Sounds disappointing:
Is Satellite Radio Ready to Take Its Act on the Road? By Rob Pegoraro
Sunday, July 7, 2002; Page H07
What can be worse than driving the same miserable, traffic-clogged, -scrambled commute every working day? How about listening to the same miserable, playlist-choked, advertising-strangled radio broadcast every working day?
But that's all that most commercial FM stations can think to offer. Is this bland free content all that people want, or would they be willing to pay for more variety?
In the case of TV, millions of Americans have opened up their wallets to pay for premium cable and satellite service, and nobody thinks that strange.
Two digital satellite services are betting that the same equation will apply to radio.
One, District-based XM Satellite Radio, announced on Monday that it has signed up more than 136,000 subscribers since its start last fall. The second company, Sirius Satellite Radio of New York, announced its nationwide launch Monday.
I tested XM's service last November and found a lot to like. For $9.99 a month, you get access to 69 music channels and 31 news, sports and talk channels with far more diversity than FM can dream of. The downsides were the cost and a few dropped signals around the Washington area.
Sirius differs from XM in several key aspects. It costs more, $12.95 a month, but promises no ads on any of its 60 music channels. It also uses a different system of satellites and land-based repeater antennas -- so you can't get both Sirius and XM using one radio. (Sirius receivers do include FM and AM tuners, which you'll need for traffic reports and other local info.)
Audi, BMW, Chrysler, Dodge, Ford, Jeep, Lincoln, Mazda, Mercury, Nissan and others have announced plans to offer Sirius equipment in their vehicles. Otherwise, hardware starts at $320 for an in-dash receiver and $80 for an antenna; home and portable receivers will be available later.

→ DATA EXCERPTS
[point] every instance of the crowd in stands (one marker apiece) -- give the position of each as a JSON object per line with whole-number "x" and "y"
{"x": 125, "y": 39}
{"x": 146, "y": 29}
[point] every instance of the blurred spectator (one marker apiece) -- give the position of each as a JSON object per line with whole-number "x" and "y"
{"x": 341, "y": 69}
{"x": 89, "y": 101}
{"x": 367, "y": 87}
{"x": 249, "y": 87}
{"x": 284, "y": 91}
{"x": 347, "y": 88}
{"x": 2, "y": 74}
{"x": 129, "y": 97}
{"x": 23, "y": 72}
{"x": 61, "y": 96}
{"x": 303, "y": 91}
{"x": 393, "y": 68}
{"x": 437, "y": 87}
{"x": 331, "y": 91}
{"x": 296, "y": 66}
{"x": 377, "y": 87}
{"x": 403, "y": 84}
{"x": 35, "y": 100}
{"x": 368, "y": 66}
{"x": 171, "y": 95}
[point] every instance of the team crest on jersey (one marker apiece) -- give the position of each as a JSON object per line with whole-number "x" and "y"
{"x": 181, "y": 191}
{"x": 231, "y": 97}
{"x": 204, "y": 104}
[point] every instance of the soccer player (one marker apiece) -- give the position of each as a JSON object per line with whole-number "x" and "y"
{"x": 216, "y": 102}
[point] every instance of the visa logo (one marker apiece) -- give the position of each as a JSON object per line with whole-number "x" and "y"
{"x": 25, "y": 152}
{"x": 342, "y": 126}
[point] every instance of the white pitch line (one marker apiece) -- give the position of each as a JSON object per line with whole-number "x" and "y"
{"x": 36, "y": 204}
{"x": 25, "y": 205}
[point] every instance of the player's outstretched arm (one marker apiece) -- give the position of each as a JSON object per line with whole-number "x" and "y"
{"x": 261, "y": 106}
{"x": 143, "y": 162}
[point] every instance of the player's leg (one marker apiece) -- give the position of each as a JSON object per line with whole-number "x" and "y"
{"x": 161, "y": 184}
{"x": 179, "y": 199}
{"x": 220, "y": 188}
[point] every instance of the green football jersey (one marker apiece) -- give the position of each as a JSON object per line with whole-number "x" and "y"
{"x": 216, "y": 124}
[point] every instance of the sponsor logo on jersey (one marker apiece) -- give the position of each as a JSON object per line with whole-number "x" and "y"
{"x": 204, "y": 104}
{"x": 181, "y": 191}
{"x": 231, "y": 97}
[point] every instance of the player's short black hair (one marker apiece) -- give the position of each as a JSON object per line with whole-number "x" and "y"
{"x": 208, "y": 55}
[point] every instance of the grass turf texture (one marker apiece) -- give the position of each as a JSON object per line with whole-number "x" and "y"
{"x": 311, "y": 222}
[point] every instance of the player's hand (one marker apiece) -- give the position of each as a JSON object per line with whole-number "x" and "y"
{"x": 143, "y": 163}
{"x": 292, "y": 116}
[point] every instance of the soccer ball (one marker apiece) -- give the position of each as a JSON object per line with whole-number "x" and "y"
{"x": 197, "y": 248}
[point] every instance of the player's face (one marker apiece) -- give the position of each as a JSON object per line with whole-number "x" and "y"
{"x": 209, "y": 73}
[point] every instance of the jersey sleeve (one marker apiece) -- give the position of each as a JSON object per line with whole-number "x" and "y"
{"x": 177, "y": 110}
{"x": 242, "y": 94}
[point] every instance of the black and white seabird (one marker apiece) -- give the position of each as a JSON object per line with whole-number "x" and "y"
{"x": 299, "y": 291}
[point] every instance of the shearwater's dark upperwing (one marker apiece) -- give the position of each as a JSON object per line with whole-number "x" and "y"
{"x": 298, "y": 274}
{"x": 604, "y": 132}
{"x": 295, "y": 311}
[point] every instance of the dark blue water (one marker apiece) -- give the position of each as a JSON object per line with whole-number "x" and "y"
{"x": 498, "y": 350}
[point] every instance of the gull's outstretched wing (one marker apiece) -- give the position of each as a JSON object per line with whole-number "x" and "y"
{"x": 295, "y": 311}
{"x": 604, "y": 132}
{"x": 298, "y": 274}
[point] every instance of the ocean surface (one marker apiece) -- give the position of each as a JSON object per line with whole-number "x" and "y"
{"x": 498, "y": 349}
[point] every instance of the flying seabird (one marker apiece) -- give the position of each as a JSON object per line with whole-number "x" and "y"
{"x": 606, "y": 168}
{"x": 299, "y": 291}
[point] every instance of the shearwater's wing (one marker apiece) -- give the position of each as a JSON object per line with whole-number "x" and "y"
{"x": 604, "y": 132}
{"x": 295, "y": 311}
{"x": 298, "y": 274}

→ JOB
Say whether each statement agrees with the satellite radio article, and back each answer with the deciding words of the article, quoted exactly. (a) XM's service costs $9.99 a month. (b) A single radio can receive both Sirius and XM. (c) Sirius receivers include FM and AM tuners.

→ FULL RESPONSE
(a) Yes: "For $9.99 a month, you get access to 69 music channels and 31 news, sports and talk channels"
(b) No: "so you can't get both Sirius and XM using one radio"
(c) Yes: "Sirius receivers do include FM and AM tuners"